## Begin

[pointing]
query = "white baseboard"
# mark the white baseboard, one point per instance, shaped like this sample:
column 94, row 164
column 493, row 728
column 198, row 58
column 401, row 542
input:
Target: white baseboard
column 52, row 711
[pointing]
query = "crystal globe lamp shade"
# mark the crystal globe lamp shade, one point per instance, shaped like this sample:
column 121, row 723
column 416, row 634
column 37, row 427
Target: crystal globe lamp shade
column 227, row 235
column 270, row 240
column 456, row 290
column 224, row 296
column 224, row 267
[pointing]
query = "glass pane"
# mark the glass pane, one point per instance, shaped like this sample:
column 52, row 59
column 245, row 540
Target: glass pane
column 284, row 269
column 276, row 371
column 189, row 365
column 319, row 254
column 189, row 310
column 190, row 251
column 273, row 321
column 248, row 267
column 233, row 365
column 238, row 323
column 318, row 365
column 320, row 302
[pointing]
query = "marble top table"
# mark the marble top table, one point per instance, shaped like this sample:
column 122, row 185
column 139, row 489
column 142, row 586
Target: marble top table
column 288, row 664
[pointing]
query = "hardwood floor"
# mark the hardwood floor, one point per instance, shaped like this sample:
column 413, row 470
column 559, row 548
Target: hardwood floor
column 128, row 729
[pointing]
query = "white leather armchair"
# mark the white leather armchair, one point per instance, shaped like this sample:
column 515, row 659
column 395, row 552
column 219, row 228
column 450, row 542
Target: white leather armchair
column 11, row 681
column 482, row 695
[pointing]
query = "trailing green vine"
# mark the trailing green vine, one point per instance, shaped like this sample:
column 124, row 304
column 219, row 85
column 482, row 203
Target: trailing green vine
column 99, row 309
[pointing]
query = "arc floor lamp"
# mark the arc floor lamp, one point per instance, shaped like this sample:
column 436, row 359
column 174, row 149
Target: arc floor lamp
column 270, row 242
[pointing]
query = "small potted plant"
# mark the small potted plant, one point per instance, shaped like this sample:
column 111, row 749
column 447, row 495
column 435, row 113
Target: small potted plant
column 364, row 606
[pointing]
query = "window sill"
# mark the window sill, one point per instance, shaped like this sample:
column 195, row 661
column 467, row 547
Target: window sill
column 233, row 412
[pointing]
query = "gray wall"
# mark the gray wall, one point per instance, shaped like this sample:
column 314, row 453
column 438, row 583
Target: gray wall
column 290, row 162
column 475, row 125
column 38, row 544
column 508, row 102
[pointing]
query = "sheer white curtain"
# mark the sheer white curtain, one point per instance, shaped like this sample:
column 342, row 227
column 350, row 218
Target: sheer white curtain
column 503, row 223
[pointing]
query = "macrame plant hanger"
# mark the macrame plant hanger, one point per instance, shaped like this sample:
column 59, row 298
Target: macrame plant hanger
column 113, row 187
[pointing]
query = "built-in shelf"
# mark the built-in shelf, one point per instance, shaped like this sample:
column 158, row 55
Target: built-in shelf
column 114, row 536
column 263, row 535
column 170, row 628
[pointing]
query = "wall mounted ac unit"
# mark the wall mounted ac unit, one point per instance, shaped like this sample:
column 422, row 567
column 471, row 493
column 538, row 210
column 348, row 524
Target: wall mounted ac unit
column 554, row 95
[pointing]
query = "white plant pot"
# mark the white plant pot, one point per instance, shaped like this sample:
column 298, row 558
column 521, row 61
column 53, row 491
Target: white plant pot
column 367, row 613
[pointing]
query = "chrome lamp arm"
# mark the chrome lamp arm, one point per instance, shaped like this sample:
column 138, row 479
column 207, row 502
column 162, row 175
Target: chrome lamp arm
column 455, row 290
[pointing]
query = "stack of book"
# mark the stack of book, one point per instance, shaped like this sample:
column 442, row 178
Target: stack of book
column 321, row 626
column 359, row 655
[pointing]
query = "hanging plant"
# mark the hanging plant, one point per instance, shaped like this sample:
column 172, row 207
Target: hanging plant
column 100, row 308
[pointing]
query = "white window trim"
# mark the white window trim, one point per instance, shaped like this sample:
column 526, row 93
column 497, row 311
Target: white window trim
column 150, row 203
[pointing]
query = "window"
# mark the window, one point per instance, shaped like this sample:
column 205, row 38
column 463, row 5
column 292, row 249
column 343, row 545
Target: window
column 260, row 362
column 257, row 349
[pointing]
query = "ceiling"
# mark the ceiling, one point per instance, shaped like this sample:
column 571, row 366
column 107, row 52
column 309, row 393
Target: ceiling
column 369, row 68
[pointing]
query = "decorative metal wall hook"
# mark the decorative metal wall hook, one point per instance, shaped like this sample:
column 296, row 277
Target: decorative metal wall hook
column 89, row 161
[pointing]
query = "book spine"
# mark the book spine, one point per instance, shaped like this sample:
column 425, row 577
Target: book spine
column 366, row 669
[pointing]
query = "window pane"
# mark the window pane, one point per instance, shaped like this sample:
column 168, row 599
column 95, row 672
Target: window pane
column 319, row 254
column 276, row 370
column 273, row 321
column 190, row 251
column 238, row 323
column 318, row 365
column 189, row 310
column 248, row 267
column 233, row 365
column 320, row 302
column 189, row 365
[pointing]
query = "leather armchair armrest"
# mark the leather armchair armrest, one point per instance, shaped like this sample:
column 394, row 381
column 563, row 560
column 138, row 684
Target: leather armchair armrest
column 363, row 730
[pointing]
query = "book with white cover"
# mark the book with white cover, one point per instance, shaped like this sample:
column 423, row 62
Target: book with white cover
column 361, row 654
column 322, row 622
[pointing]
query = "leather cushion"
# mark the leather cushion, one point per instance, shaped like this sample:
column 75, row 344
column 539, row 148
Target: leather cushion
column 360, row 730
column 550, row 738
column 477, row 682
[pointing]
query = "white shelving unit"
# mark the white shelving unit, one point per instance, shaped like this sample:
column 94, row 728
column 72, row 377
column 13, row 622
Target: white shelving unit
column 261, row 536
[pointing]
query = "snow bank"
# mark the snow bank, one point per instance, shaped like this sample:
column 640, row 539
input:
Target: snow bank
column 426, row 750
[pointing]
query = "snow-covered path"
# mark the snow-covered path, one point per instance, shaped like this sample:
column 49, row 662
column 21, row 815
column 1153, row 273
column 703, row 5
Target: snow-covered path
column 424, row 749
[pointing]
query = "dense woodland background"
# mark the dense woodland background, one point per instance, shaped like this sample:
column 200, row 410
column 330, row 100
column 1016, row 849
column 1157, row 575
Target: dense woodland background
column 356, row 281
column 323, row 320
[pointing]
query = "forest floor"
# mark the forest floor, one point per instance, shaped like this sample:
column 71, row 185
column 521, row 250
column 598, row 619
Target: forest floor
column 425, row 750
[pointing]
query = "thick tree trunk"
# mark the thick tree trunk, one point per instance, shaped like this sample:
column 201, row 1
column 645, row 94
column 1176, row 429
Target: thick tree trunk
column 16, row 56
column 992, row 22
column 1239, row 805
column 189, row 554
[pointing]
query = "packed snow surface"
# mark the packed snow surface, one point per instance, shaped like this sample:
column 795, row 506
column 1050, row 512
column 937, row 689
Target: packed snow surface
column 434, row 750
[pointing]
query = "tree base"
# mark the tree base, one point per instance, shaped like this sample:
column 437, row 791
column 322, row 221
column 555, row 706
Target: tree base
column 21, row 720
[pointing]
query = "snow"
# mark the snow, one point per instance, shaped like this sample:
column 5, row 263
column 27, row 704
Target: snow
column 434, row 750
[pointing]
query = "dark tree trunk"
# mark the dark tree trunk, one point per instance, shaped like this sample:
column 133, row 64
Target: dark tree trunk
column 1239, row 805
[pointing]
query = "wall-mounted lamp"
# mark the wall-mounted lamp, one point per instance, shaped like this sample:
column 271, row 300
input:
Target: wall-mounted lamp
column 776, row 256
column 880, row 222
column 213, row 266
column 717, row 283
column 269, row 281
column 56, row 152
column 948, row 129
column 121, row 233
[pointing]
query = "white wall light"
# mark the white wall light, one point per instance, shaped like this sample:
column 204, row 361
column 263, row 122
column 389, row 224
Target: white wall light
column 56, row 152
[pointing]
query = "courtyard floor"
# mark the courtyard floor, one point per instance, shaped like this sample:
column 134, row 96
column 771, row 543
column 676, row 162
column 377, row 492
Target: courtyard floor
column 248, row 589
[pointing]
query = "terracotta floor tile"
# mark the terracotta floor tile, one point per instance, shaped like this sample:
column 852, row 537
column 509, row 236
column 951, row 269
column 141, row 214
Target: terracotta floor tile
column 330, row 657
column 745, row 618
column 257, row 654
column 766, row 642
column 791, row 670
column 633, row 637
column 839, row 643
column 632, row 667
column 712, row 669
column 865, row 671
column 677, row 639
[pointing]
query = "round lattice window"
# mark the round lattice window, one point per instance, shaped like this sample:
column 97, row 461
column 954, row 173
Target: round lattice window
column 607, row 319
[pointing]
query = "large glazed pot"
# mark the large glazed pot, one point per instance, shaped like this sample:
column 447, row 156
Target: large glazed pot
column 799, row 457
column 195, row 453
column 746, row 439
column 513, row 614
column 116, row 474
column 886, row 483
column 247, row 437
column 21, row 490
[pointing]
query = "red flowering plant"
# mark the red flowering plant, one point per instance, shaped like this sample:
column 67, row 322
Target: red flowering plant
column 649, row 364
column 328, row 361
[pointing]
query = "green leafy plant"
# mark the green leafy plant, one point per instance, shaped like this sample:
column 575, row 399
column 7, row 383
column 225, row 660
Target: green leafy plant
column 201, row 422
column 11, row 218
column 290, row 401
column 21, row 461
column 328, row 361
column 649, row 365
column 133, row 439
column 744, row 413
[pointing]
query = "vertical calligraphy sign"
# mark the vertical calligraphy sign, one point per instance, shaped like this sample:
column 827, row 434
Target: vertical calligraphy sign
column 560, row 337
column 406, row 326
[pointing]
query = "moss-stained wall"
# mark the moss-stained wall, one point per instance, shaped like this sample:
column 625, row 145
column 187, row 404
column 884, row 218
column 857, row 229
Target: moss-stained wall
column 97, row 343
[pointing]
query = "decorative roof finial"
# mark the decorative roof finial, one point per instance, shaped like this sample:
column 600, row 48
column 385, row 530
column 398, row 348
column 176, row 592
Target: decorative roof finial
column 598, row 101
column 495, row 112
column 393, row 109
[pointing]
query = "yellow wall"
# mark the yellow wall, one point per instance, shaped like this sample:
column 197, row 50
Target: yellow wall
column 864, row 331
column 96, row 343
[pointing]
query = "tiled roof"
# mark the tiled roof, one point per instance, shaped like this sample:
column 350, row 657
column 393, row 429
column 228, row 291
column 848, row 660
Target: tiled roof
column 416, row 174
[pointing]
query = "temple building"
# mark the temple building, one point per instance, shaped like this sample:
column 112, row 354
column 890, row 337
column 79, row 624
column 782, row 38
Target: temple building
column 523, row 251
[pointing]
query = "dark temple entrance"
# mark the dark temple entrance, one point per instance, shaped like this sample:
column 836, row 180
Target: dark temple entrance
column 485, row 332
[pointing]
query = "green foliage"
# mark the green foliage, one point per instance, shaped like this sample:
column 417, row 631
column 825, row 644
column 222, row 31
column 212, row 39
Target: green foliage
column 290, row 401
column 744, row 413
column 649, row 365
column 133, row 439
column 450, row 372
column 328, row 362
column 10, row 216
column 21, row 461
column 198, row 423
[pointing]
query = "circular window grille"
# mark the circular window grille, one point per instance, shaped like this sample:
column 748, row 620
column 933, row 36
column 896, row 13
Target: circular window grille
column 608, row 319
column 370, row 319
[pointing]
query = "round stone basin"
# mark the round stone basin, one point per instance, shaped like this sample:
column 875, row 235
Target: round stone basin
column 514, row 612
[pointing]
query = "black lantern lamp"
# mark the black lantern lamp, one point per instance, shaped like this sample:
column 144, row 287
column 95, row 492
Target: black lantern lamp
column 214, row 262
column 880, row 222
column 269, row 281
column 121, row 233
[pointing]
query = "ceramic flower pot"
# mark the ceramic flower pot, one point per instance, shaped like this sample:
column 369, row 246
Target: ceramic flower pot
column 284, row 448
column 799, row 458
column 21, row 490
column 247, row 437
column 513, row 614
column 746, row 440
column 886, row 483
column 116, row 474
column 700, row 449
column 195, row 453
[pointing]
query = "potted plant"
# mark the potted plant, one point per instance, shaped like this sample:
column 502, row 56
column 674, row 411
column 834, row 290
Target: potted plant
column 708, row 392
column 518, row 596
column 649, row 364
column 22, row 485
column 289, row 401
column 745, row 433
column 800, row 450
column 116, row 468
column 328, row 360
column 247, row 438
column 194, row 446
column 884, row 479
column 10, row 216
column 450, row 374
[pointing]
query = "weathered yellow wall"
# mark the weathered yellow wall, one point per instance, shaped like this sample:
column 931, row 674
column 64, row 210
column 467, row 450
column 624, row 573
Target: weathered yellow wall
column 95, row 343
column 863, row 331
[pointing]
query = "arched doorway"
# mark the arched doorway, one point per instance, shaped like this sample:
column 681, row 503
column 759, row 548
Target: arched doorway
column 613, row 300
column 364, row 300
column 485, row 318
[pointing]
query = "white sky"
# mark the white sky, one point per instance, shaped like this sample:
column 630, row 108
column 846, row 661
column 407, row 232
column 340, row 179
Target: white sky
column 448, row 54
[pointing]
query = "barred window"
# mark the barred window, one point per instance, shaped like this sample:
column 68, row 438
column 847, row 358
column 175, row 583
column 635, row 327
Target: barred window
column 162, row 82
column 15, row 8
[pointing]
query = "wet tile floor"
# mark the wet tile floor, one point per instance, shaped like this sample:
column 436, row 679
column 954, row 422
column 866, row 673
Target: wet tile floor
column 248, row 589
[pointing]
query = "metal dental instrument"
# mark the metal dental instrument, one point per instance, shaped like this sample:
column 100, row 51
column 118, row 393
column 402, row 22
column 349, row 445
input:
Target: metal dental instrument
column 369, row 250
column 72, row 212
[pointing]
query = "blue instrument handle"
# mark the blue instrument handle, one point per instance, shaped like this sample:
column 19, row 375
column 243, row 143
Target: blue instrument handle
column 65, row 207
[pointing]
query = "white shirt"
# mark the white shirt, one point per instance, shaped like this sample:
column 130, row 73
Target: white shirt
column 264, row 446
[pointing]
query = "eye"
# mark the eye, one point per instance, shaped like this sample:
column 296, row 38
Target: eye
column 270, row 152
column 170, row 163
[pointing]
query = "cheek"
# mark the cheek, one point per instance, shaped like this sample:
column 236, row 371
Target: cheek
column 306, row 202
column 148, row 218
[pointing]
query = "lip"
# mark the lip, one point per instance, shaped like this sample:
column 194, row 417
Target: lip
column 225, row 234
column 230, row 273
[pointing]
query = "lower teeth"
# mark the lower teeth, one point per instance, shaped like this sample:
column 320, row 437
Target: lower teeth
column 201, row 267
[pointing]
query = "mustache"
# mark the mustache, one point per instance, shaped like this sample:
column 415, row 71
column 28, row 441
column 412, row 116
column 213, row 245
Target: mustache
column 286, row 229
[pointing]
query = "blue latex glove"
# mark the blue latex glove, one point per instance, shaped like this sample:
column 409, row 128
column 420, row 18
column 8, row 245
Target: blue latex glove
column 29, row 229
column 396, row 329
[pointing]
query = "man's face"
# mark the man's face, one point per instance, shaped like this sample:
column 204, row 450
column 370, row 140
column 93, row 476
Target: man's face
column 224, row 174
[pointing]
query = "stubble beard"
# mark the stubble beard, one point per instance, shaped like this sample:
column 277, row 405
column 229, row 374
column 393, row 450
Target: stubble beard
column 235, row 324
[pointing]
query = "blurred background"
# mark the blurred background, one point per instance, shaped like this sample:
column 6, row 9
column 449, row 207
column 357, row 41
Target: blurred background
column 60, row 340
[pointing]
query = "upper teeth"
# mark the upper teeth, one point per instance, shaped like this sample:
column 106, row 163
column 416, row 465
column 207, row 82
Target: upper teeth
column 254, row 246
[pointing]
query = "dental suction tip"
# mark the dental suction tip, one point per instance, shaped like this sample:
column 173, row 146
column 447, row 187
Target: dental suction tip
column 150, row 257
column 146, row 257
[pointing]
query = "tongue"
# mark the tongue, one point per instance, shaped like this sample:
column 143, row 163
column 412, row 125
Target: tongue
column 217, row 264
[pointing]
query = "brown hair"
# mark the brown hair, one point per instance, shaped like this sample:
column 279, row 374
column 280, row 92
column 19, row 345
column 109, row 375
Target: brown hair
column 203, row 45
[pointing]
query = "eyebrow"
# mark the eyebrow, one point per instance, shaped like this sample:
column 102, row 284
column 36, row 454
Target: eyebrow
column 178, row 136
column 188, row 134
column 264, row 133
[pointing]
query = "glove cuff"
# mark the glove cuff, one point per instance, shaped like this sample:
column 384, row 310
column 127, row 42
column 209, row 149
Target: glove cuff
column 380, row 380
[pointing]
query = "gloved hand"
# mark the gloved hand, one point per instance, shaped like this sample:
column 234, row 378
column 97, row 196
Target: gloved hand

## End

#### Task goal:
Which lines in the entries above contain the string "barred", matching uppercase and lowercase exactly? Locate each one and copy it out in full.

#### Completed task:
query = "barred window"
# mark the barred window, one point per instance, shaped like this sample:
Target: barred window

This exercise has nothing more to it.